Instructions for the task
Each entry must appear in the answer exactly as it does here.

[Saved entries]

·····

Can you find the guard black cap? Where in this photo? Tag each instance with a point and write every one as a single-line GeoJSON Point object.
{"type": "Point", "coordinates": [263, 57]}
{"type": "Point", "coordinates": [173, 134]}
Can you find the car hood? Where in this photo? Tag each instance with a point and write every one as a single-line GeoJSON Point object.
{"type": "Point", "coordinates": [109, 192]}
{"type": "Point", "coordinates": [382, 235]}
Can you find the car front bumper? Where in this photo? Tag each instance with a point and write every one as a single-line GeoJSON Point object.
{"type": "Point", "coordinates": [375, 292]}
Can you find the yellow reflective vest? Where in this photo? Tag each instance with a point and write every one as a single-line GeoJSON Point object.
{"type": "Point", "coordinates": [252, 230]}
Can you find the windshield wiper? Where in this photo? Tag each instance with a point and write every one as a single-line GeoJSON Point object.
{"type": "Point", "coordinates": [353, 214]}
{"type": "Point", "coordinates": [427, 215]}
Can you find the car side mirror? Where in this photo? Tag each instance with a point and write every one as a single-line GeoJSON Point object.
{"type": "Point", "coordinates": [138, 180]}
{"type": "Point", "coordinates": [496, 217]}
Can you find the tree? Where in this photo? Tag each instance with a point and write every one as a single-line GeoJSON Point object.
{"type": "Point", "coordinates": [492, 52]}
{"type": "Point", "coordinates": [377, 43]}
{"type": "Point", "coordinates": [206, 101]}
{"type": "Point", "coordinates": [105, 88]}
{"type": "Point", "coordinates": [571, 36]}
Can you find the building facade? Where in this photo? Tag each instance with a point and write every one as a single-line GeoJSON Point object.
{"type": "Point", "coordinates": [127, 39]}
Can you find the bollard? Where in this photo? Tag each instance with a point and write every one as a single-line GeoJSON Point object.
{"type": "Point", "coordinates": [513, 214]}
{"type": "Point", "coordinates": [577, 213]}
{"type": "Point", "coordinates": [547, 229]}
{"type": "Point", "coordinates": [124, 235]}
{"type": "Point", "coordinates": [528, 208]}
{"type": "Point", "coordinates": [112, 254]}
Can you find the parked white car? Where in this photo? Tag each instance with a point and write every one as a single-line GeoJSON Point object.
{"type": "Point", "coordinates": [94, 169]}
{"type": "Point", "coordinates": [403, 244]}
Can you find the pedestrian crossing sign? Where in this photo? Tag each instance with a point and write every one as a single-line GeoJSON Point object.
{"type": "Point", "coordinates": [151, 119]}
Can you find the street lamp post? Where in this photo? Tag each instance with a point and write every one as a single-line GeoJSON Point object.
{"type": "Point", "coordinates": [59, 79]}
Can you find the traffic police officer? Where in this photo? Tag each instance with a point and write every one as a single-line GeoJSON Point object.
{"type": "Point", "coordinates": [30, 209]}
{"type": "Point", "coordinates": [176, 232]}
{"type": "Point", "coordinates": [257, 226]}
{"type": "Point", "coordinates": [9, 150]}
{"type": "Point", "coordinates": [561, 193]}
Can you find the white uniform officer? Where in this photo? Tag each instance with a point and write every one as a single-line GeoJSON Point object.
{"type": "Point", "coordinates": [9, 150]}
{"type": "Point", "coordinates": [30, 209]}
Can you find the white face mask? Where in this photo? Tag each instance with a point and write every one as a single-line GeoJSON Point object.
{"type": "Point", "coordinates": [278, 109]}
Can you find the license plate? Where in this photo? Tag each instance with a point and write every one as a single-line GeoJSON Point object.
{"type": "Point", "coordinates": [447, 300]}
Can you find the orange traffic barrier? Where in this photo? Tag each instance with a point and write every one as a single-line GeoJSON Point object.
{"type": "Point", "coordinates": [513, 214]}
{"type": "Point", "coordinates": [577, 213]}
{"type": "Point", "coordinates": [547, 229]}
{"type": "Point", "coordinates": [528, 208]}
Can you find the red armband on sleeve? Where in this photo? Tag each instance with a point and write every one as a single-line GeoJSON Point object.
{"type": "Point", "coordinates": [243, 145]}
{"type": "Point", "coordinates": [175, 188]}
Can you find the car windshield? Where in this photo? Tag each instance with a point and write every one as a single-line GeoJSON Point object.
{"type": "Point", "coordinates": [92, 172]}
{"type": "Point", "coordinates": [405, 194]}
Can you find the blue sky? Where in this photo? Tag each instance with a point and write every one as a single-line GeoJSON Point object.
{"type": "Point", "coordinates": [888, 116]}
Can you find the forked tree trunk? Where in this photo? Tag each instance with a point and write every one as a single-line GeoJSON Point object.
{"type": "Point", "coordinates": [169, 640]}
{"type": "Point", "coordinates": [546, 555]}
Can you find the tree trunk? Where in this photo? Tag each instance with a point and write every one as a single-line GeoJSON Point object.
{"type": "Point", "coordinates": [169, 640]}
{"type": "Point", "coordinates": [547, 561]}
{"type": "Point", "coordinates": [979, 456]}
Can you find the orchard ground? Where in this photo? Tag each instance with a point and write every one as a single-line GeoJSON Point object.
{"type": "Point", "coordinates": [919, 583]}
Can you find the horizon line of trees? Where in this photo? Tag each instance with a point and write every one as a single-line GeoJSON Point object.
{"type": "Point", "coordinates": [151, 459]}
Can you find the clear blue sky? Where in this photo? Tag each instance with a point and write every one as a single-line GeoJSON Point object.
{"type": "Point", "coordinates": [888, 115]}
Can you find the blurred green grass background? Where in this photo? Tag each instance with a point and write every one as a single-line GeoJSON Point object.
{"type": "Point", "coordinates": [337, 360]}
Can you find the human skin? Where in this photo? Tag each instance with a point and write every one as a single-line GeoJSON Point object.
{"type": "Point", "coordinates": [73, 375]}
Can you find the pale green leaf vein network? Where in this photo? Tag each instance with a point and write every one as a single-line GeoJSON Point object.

·····

Answer area
Can you find the guard black cap? Where in this photo? Tag each instance with a point and write every one as a single-line GeoJSON Point object.
{"type": "Point", "coordinates": [263, 57]}
{"type": "Point", "coordinates": [173, 134]}
Can you find the car hood? Where in this photo? Tag each instance with a point and write every one as a single-line GeoJSON Point object.
{"type": "Point", "coordinates": [109, 192]}
{"type": "Point", "coordinates": [382, 235]}
Can you find the car front bumper? Where in this photo? Tag each instance with a point and write every one as a single-line GeoJSON Point object.
{"type": "Point", "coordinates": [375, 292]}
Can you find the yellow reflective vest? Where in this photo? Tag each instance with a point and write every one as a single-line GeoJSON Point object.
{"type": "Point", "coordinates": [252, 230]}
Can you find the windshield wiper? Where in this photo? Tag each instance with a point and write every one as a single-line GeoJSON Point object.
{"type": "Point", "coordinates": [353, 214]}
{"type": "Point", "coordinates": [427, 215]}
Can you find the car side mirror? Where in this photo? Tag each instance with a point and write every one as a single-line GeoJSON Point object.
{"type": "Point", "coordinates": [138, 180]}
{"type": "Point", "coordinates": [496, 217]}
Can you find the tree? Where in this photo? Tag each instance with a point and write every one as a single-line GeoJSON Point object.
{"type": "Point", "coordinates": [492, 52]}
{"type": "Point", "coordinates": [377, 43]}
{"type": "Point", "coordinates": [206, 101]}
{"type": "Point", "coordinates": [105, 88]}
{"type": "Point", "coordinates": [571, 36]}
Can you find the building facade? Where in this photo? Tag each instance with a point and write every one as a single-line GeoJSON Point object.
{"type": "Point", "coordinates": [127, 39]}
Can you find the bollard? Where in this photo? Tag each instance with a point and write every one as a single-line GeoJSON Point object.
{"type": "Point", "coordinates": [513, 214]}
{"type": "Point", "coordinates": [577, 213]}
{"type": "Point", "coordinates": [547, 229]}
{"type": "Point", "coordinates": [124, 235]}
{"type": "Point", "coordinates": [528, 208]}
{"type": "Point", "coordinates": [112, 254]}
Can you find the parked white car? Where in this photo? Tag each instance with a point and write every one as a single-line GeoJSON Point object.
{"type": "Point", "coordinates": [94, 169]}
{"type": "Point", "coordinates": [403, 244]}
Can you find the pedestrian crossing sign? Where in this photo? Tag each instance with a point and write every one as a single-line GeoJSON Point object.
{"type": "Point", "coordinates": [151, 119]}
Can you find the street lamp post? Where in this photo? Tag each instance with a point and write every one as a single-line GeoJSON Point object.
{"type": "Point", "coordinates": [59, 79]}
Can you find the traffic police officer? Where in this photo? Tag each instance with a point and write every one as a single-line GeoJSON Point object.
{"type": "Point", "coordinates": [30, 209]}
{"type": "Point", "coordinates": [176, 232]}
{"type": "Point", "coordinates": [257, 226]}
{"type": "Point", "coordinates": [9, 150]}
{"type": "Point", "coordinates": [561, 193]}
Can you find the white uniform officer? Where in this photo? Tag each instance with a point and write every one as a single-line GeoJSON Point object.
{"type": "Point", "coordinates": [9, 150]}
{"type": "Point", "coordinates": [30, 209]}
Can you find the white face mask? Where in this photo? Tag each instance with a point and write every one as a single-line GeoJSON Point object.
{"type": "Point", "coordinates": [278, 109]}
Can you find the license plate? Where in this photo? Tag each instance with a point and write every one as a single-line GeoJSON Point object.
{"type": "Point", "coordinates": [447, 300]}
Can you find the orange traffic barrier? Where in this photo? Tag each instance with a point and write every one as a single-line GeoJSON Point object.
{"type": "Point", "coordinates": [513, 214]}
{"type": "Point", "coordinates": [577, 213]}
{"type": "Point", "coordinates": [547, 229]}
{"type": "Point", "coordinates": [528, 208]}
Can you find the red armband on sleeve? Where in this photo? Tag each instance with a point and write every one as a single-line GeoJSON Point object.
{"type": "Point", "coordinates": [243, 145]}
{"type": "Point", "coordinates": [175, 188]}
Can you find the car windshield? Where in this photo? Tag each instance with a point and write every one as a single-line GeoJSON Point object.
{"type": "Point", "coordinates": [92, 172]}
{"type": "Point", "coordinates": [405, 194]}
Can you find the blue sky? Where in this photo? Tag each instance with a point and write every one as a single-line GeoJSON Point object.
{"type": "Point", "coordinates": [888, 116]}
Can you find the forked tree trunk? Where in this photo? Tag each instance with a point and write every one as a single-line GeoJSON Point object.
{"type": "Point", "coordinates": [169, 640]}
{"type": "Point", "coordinates": [546, 555]}
Can you find the tree trunk? Where in this photo? Tag each instance with a point and write every one as a single-line GeoJSON Point object.
{"type": "Point", "coordinates": [169, 640]}
{"type": "Point", "coordinates": [547, 561]}
{"type": "Point", "coordinates": [979, 456]}
Can you find the orchard ground? Where in this photo? Tag each instance with a point and write every one as a single-line GeoJSON Point object.
{"type": "Point", "coordinates": [919, 583]}
Can you find the horizon line of trees? Where in this photo? Tag each instance with a point and write every one as a single-line GeoJSON Point object.
{"type": "Point", "coordinates": [151, 459]}
Can you find the clear blue sky? Where in this photo? Tag each instance with a point and write every one as a single-line GeoJSON Point object.
{"type": "Point", "coordinates": [888, 115]}
Can you find the blurred green grass background? Where in this photo? Tag each instance with a point and write every one as a single-line GeoJSON Point object.
{"type": "Point", "coordinates": [337, 360]}
Can you find the human skin? Where in this photo? Tag each instance with a point and write every one as a single-line GeoJSON Point object.
{"type": "Point", "coordinates": [73, 375]}
Can you find the pale green leaf vein network? Where in this photo? Tag each instance with a point and write every one as a single-line GeoJSON Point object.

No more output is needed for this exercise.